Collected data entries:
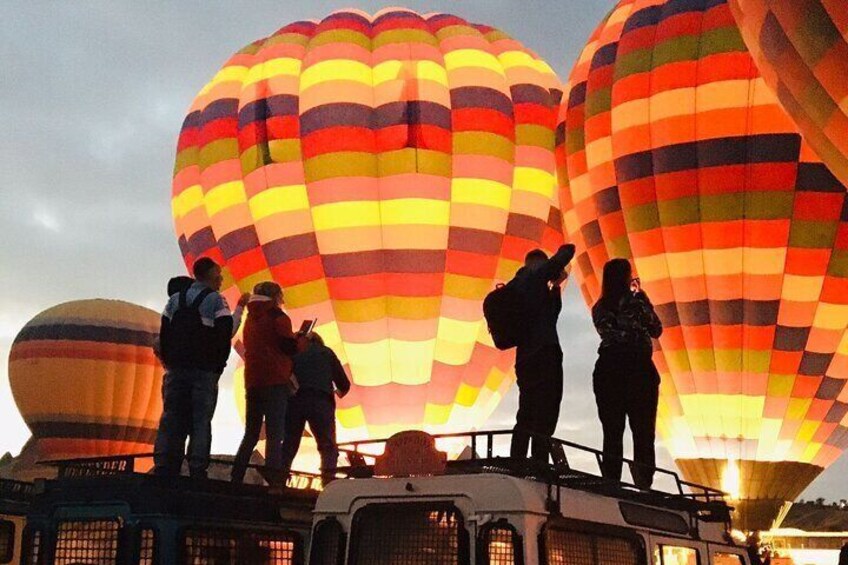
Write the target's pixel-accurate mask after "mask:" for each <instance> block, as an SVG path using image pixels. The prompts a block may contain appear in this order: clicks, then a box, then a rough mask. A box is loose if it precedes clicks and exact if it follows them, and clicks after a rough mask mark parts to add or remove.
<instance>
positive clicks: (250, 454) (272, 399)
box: [232, 385, 289, 482]
mask: <svg viewBox="0 0 848 565" xmlns="http://www.w3.org/2000/svg"><path fill="white" fill-rule="evenodd" d="M245 400H246V410H245V419H244V424H245V425H244V438H242V440H241V445H240V446H239V450H238V452H237V453H236V459H235V462H234V463H233V475H232V479H233V482H242V481H243V480H244V474H245V472H246V471H247V465H248V463H250V456H251V455H252V454H253V450H254V449H256V444H257V443H258V442H259V435H260V433H261V432H262V422H263V421H264V422H265V466H266V467H268V468H269V469H273V470H275V471H279V470H281V469H282V467H283V434H284V433H285V429H286V405H287V404H288V402H289V391H288V387H286V386H285V385H274V386H264V387H257V388H249V389H247V391H246V392H245Z"/></svg>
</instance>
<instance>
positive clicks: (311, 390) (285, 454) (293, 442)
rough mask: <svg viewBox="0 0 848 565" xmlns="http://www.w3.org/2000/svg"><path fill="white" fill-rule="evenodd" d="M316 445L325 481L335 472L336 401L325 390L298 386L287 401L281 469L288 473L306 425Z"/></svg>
mask: <svg viewBox="0 0 848 565" xmlns="http://www.w3.org/2000/svg"><path fill="white" fill-rule="evenodd" d="M307 423H308V424H309V429H310V430H311V431H312V435H313V437H314V438H315V443H317V444H318V453H320V454H321V474H322V476H323V478H324V481H325V482H326V481H328V480H332V479H333V478H334V476H335V474H336V467H337V465H338V459H339V448H338V445H337V444H336V403H335V401H334V400H333V395H332V394H328V393H326V392H323V391H320V390H315V389H309V388H301V389H300V390H299V391H298V393H297V394H296V395H295V396H294V397H293V398H292V399H291V401H290V403H289V412H288V415H287V416H286V439H285V441H284V442H283V470H284V471H285V472H286V473H288V472H289V471H290V470H291V465H292V462H293V461H294V458H295V457H296V456H297V451H298V449H300V440H301V438H302V437H303V430H304V428H305V427H306V424H307Z"/></svg>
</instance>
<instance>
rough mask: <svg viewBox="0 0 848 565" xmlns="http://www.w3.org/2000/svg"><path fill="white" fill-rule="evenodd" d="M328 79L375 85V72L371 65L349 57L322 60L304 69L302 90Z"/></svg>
mask: <svg viewBox="0 0 848 565" xmlns="http://www.w3.org/2000/svg"><path fill="white" fill-rule="evenodd" d="M328 80H332V81H352V82H359V83H362V84H365V85H367V86H373V73H372V70H371V67H369V66H368V65H365V64H363V63H360V62H359V61H351V60H349V59H330V60H327V61H321V62H320V63H317V64H315V65H313V66H311V67H307V68H306V69H304V71H303V73H302V74H301V75H300V90H301V92H303V91H305V90H307V89H309V88H310V87H312V86H315V85H316V84H320V83H322V82H326V81H328ZM340 95H341V92H340Z"/></svg>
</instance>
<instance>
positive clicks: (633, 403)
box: [593, 350, 660, 488]
mask: <svg viewBox="0 0 848 565" xmlns="http://www.w3.org/2000/svg"><path fill="white" fill-rule="evenodd" d="M659 382H660V377H659V373H657V369H656V367H655V366H654V362H653V360H652V359H651V354H650V352H632V351H615V350H609V351H602V352H601V354H600V356H599V358H598V362H597V363H596V364H595V372H594V375H593V388H594V390H595V401H596V403H597V405H598V416H599V417H600V420H601V426H602V427H603V430H604V449H603V451H604V457H603V463H602V465H601V473H602V474H603V476H604V478H607V479H610V480H613V481H620V480H621V467H622V457H624V425H625V420H626V421H629V423H630V432H631V433H632V434H633V461H634V462H635V463H636V464H635V465H634V466H633V469H632V472H631V474H632V475H633V482H634V484H635V485H636V486H637V487H639V488H650V487H651V484H652V483H653V482H654V467H656V457H655V453H654V439H655V436H656V425H657V403H658V401H659Z"/></svg>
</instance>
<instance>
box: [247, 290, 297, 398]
mask: <svg viewBox="0 0 848 565" xmlns="http://www.w3.org/2000/svg"><path fill="white" fill-rule="evenodd" d="M247 311H248V316H247V321H246V322H245V324H244V385H245V388H248V389H251V388H259V387H267V386H275V385H285V386H292V367H293V365H294V362H293V360H292V357H293V356H294V355H295V354H296V353H297V351H298V340H297V337H296V336H295V334H294V332H293V331H292V325H291V318H289V317H288V316H287V315H286V314H285V312H283V311H282V310H281V309H280V308H279V307H278V306H277V305H276V304H274V302H273V301H271V299H269V298H266V297H264V296H254V297H253V298H251V299H250V302H249V303H248V305H247Z"/></svg>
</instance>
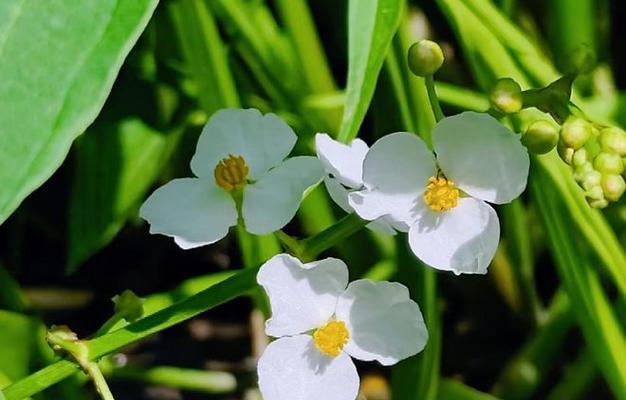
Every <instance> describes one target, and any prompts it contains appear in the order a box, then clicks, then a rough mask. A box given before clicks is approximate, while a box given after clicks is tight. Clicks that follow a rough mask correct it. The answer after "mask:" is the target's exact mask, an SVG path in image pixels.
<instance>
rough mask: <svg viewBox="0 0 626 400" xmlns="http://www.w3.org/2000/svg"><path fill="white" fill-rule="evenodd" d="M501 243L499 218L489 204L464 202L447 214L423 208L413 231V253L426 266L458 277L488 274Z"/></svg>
mask: <svg viewBox="0 0 626 400" xmlns="http://www.w3.org/2000/svg"><path fill="white" fill-rule="evenodd" d="M499 240H500V223H499V222H498V215H497V214H496V212H495V211H494V209H493V208H491V206H489V205H488V204H487V203H485V202H483V201H481V200H477V199H473V198H462V199H460V200H459V204H458V205H457V206H456V207H455V208H453V209H451V210H449V211H445V212H435V211H432V210H430V208H428V206H426V205H425V204H424V205H423V211H422V213H421V216H420V219H419V220H418V221H417V222H416V223H415V225H413V226H412V227H411V230H410V231H409V245H410V246H411V249H412V250H413V253H415V255H416V256H417V257H418V258H419V259H420V260H422V261H423V262H425V263H426V264H428V265H430V266H432V267H434V268H437V269H440V270H444V271H453V272H454V273H455V274H463V273H464V274H485V273H487V267H488V266H489V263H490V262H491V260H492V259H493V256H494V255H495V253H496V248H497V247H498V241H499Z"/></svg>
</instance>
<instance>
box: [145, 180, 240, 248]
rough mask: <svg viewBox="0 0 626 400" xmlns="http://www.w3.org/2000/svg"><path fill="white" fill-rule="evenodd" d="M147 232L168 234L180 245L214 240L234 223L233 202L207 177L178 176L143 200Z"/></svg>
mask: <svg viewBox="0 0 626 400" xmlns="http://www.w3.org/2000/svg"><path fill="white" fill-rule="evenodd" d="M139 215H140V216H141V218H143V219H145V220H146V221H148V223H149V224H150V233H152V234H155V233H160V234H163V235H167V236H171V237H173V238H174V240H175V241H176V243H177V244H178V245H179V246H180V247H181V248H183V249H190V248H194V247H199V246H204V245H207V244H211V243H215V242H217V241H218V240H220V239H221V238H223V237H224V236H226V234H227V233H228V229H229V228H230V227H231V226H234V225H236V223H237V210H236V208H235V202H234V201H233V199H232V198H231V197H230V196H229V195H228V193H226V192H225V191H224V190H222V189H221V188H219V187H218V186H216V185H215V183H213V182H212V181H209V180H208V179H197V178H182V179H174V180H173V181H171V182H169V183H167V184H165V185H163V186H161V187H160V188H158V189H157V190H155V191H154V193H152V194H151V195H150V197H148V199H147V200H146V201H145V202H144V203H143V205H142V206H141V209H140V210H139Z"/></svg>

- [TASK OBJECTIVE]
Locate the word "target" in the records and collect each line it appears in.

- [RESPONSE TO THIS EXERCISE]
Write the target's pixel-accurate mask after "mask:" for each <instance> block, as an SVG path using image pixels. The prompts a block may contain appear in this order: clicks, then a box, then a rough mask. A box is loose if it precedes clicks and exact if it follows them, and clicks after a rough mask mark parts to add or remove.
Every <instance> describes one target, and any prompts it contains appear in the order a box, then clicks, then a rough mask. A box given before clicks is approximate, while a box given after clicks is tight. Clicks that follow a rough mask correct it. The answer after "mask:" is the target's exact mask, an SVG path in image pixels.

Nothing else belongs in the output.